--- What you have to do ---
Can you reproduce, word for word, the lines of the records below that run from the line containing "Place one point on every instance of the gravel" through the line containing "[(155, 67)]", with both of those lines included?

═════ Given entries ═════

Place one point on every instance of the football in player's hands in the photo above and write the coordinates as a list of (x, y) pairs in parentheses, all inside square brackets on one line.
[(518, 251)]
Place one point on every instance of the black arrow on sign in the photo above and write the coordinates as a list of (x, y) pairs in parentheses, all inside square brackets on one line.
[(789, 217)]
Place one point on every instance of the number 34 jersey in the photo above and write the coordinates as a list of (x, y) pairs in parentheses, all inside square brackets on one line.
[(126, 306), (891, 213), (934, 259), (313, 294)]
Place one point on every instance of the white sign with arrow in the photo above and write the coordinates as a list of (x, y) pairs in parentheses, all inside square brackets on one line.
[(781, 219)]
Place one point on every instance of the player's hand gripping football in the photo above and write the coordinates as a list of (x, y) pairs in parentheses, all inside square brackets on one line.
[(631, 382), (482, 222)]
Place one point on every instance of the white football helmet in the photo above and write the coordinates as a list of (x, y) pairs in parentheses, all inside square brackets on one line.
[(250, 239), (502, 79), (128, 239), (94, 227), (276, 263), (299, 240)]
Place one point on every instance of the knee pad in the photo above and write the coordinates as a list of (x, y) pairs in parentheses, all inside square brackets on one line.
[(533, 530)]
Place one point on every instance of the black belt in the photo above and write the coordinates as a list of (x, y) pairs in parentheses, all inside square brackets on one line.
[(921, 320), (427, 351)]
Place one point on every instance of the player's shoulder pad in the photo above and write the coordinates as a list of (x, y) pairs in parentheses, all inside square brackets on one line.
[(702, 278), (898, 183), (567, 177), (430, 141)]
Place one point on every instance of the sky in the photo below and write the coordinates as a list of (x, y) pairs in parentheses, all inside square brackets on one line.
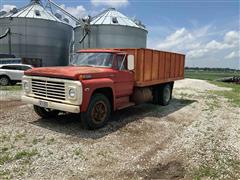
[(207, 31)]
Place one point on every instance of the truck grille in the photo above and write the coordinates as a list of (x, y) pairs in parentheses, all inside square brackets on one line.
[(48, 89)]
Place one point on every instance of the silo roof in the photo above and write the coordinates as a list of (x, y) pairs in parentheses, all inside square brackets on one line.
[(114, 17), (34, 10)]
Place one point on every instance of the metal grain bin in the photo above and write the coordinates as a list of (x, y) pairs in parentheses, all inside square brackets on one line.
[(35, 33), (111, 29)]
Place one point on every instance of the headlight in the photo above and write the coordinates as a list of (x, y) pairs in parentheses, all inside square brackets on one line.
[(72, 93), (26, 86)]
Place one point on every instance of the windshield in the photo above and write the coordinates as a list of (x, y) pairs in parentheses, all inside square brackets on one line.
[(93, 59)]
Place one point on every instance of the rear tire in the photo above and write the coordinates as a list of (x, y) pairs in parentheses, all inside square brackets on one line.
[(45, 113), (98, 112), (4, 81), (13, 83), (165, 95)]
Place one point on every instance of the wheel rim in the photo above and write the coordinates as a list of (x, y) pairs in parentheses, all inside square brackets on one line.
[(167, 94), (99, 112), (4, 81)]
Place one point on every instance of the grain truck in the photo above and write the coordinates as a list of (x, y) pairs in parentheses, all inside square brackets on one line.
[(101, 81)]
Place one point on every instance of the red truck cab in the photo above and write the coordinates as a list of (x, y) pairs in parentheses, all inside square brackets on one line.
[(97, 82)]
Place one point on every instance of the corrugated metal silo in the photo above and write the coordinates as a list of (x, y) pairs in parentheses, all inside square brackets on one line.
[(111, 29), (36, 33)]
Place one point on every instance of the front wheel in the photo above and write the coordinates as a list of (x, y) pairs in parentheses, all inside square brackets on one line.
[(98, 112), (4, 81), (45, 112)]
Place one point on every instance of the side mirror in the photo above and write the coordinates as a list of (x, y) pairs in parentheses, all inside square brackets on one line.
[(130, 62)]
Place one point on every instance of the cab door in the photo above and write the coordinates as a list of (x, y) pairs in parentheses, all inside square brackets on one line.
[(123, 78)]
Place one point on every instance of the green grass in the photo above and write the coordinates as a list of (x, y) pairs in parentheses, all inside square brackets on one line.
[(208, 75), (25, 154), (233, 95)]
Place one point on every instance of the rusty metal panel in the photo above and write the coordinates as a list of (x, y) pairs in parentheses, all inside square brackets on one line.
[(172, 69), (147, 65), (177, 69), (162, 61), (155, 65)]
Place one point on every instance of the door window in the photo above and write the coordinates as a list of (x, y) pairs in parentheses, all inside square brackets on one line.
[(9, 67), (24, 68), (121, 62)]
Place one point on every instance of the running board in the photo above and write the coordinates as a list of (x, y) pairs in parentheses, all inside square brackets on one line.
[(126, 105)]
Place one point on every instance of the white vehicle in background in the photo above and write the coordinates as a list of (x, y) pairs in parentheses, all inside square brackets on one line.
[(10, 74)]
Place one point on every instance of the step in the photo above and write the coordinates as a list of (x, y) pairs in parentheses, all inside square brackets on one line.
[(129, 104)]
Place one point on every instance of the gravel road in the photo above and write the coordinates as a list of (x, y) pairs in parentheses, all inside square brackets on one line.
[(197, 135)]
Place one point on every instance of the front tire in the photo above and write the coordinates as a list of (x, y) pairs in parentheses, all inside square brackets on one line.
[(44, 112), (98, 112), (4, 81)]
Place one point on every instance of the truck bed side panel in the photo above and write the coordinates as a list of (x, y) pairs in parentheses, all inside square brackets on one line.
[(155, 67)]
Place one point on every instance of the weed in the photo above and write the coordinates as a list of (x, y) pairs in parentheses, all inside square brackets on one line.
[(25, 154), (50, 141), (4, 158)]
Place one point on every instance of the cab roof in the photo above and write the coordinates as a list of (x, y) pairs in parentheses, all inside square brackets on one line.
[(100, 50)]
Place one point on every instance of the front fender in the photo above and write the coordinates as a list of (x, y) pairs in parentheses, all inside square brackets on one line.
[(91, 85)]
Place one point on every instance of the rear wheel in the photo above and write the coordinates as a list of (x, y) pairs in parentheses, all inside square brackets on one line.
[(4, 81), (45, 112), (98, 112), (165, 95), (13, 83)]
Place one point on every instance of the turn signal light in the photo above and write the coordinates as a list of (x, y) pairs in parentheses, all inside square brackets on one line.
[(85, 76)]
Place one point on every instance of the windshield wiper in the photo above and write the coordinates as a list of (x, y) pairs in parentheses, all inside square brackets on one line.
[(87, 65)]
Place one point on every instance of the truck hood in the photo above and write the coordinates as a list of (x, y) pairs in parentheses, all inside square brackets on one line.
[(69, 72)]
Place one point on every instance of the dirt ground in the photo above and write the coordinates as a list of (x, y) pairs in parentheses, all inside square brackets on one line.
[(196, 136)]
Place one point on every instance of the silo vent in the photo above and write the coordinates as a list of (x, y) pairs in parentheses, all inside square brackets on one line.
[(66, 20), (114, 20), (59, 16), (14, 11), (37, 12), (2, 13)]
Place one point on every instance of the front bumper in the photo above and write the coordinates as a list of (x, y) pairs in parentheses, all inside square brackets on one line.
[(53, 105)]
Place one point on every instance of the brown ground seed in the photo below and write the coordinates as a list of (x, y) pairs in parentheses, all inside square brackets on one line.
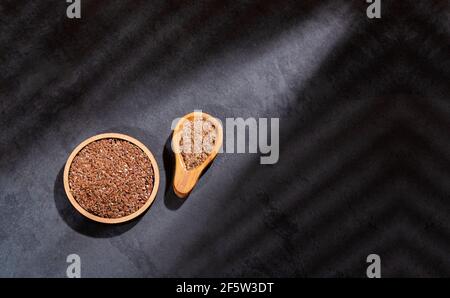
[(111, 178), (197, 141)]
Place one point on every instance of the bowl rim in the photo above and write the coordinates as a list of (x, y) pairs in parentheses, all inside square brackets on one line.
[(111, 136)]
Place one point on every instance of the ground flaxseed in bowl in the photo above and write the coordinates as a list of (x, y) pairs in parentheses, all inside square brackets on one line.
[(111, 178)]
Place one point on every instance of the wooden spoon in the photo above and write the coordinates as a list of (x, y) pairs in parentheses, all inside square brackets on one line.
[(185, 180)]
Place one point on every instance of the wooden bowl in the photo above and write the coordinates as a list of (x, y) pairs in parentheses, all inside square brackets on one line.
[(185, 180), (119, 219)]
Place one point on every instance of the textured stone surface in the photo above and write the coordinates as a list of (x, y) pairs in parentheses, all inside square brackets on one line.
[(363, 107)]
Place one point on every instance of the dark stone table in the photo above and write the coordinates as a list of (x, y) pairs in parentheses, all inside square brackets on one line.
[(364, 111)]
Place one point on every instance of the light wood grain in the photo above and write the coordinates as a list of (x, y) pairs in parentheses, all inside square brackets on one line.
[(102, 219), (185, 180)]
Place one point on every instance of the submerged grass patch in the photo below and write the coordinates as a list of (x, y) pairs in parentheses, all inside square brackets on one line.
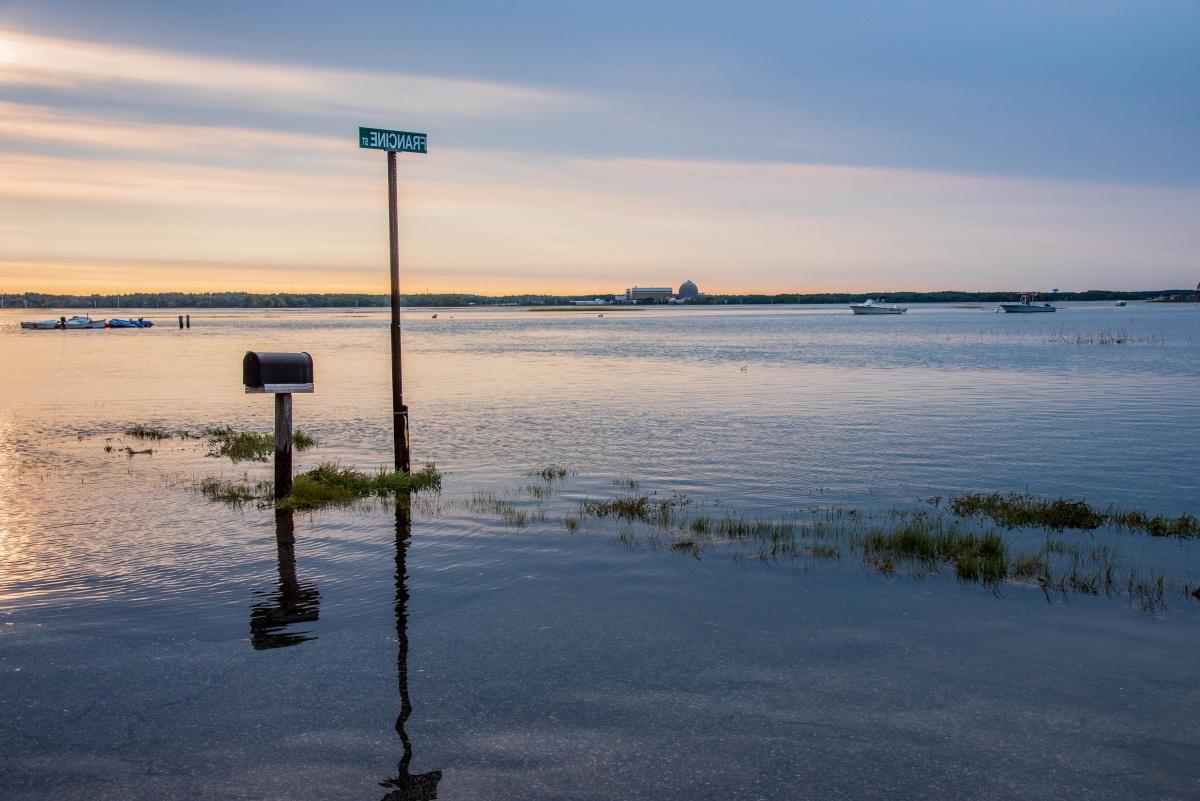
[(551, 473), (249, 446), (973, 556), (328, 485), (1025, 510), (234, 492), (333, 485), (147, 432)]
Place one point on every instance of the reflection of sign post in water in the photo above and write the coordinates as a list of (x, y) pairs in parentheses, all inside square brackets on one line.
[(406, 786), (405, 142)]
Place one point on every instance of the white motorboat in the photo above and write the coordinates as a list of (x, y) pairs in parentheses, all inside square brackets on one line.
[(876, 306), (82, 321), (1027, 306)]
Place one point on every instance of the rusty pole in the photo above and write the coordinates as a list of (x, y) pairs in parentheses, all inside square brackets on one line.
[(399, 410)]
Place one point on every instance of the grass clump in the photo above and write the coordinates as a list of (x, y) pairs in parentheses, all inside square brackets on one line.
[(249, 446), (147, 432), (973, 556), (1156, 525), (333, 485), (1017, 510), (551, 473), (234, 492)]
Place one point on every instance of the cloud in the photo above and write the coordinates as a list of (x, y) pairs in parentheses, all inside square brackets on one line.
[(30, 60)]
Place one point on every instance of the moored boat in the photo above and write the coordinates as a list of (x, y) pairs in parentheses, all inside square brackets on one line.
[(877, 306), (82, 321), (1027, 306)]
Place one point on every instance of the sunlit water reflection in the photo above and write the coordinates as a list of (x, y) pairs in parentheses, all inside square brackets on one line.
[(156, 645)]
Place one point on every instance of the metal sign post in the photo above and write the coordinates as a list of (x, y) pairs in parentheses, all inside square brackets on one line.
[(394, 142)]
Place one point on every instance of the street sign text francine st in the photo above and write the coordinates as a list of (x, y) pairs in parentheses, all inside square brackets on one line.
[(405, 142)]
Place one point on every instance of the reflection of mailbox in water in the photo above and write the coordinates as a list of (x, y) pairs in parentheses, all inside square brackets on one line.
[(276, 372)]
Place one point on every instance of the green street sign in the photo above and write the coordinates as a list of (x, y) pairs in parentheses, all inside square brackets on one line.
[(405, 142)]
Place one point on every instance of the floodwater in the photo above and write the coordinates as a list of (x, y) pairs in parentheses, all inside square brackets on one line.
[(155, 644)]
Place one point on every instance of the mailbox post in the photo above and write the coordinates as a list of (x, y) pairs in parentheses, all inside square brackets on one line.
[(280, 374)]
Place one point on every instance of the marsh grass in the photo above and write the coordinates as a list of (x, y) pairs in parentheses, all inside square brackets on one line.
[(147, 432), (235, 493), (973, 556), (643, 509), (551, 473), (627, 482), (918, 543), (1120, 337), (333, 485), (510, 513), (1025, 510), (249, 446), (328, 485)]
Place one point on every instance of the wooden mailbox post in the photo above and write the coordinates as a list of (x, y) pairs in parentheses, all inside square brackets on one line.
[(280, 374)]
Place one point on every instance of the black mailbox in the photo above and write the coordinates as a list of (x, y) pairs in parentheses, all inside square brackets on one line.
[(276, 372)]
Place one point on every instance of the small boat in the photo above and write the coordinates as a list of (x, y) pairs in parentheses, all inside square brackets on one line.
[(82, 321), (876, 306), (1027, 306)]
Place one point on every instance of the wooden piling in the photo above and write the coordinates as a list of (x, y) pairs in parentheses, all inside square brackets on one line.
[(282, 444)]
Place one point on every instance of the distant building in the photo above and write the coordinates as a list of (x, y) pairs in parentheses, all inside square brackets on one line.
[(649, 293)]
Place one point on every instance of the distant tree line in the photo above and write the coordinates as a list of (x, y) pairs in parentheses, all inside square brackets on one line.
[(351, 300), (946, 296)]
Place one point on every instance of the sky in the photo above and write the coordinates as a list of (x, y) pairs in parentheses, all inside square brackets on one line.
[(586, 148)]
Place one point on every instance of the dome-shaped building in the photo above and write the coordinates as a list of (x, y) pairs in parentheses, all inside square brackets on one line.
[(688, 290)]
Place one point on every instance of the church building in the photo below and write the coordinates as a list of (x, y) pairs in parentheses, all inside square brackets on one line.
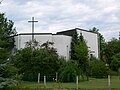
[(62, 41)]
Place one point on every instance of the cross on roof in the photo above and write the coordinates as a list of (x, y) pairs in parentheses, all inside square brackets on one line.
[(33, 22)]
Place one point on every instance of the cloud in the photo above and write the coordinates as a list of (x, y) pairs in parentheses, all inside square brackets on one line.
[(57, 15)]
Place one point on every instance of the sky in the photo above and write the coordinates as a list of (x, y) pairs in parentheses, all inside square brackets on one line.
[(60, 15)]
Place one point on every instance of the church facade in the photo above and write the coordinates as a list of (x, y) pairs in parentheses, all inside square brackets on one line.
[(62, 41)]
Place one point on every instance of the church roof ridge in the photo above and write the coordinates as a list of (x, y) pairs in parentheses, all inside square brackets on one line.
[(76, 29), (35, 33)]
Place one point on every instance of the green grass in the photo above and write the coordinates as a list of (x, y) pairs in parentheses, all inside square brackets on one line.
[(91, 84)]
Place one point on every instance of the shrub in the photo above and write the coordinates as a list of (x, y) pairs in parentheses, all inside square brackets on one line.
[(98, 69), (69, 72)]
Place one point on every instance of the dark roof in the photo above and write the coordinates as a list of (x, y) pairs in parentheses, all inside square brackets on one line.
[(74, 30), (35, 34)]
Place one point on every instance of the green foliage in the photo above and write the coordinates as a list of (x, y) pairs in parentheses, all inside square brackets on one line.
[(73, 43), (98, 69), (7, 71), (115, 64), (101, 40), (69, 72), (5, 82), (6, 31), (112, 48), (38, 60), (3, 55)]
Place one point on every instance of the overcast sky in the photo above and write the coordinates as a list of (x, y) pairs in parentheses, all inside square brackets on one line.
[(61, 15)]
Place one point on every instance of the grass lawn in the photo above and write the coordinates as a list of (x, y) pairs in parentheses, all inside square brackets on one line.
[(91, 84)]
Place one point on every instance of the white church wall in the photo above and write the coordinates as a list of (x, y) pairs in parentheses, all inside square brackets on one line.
[(63, 45), (92, 42)]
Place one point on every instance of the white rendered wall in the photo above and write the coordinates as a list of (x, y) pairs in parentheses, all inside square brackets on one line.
[(92, 42), (63, 45)]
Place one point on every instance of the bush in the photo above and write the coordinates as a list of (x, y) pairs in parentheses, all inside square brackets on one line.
[(69, 72), (98, 69)]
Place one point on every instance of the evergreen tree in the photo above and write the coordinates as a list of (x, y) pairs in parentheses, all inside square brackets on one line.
[(6, 37), (73, 43), (81, 54)]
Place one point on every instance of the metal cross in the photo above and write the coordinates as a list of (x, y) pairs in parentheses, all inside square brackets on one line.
[(33, 22)]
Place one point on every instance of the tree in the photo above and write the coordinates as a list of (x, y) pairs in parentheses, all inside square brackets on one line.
[(81, 54), (68, 72), (99, 69), (101, 40), (115, 63), (112, 48), (39, 60), (6, 37), (6, 46), (73, 43)]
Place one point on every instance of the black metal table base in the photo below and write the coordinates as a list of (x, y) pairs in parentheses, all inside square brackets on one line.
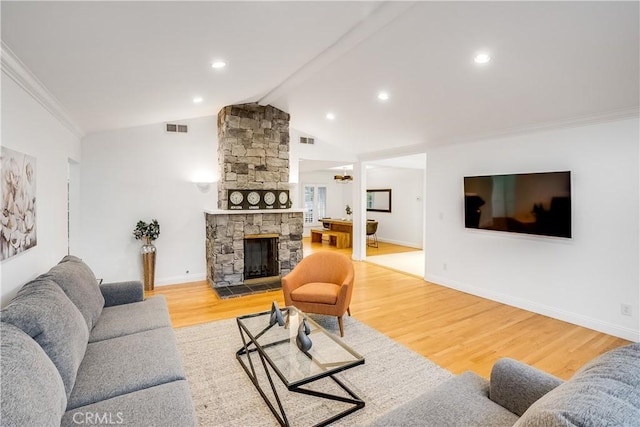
[(279, 412)]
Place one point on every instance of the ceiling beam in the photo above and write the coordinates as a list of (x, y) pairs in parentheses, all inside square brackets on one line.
[(382, 16)]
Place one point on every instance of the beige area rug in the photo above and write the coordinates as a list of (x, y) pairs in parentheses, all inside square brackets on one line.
[(225, 396), (409, 262)]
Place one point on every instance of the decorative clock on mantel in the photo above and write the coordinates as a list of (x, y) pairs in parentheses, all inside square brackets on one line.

═════

--- Reply to the task ---
Place one point on every instance of the gravel road in the photo above and write the coordinates as a list of (x, y) pairs in parentheses, all inside square brackets on one line.
[(197, 135)]
Place one point on every instance of the front tire in the photo above and write the coordinates as a list of (x, y) pairs in parentheses, all inside square brackets on one line.
[(44, 112), (98, 112), (4, 81)]
Place one point on every instance of the truck bed side panel in the photo above and write the coordinates as a list of (x, y) pairs in parentheses, all inside square brackets on one line.
[(155, 67)]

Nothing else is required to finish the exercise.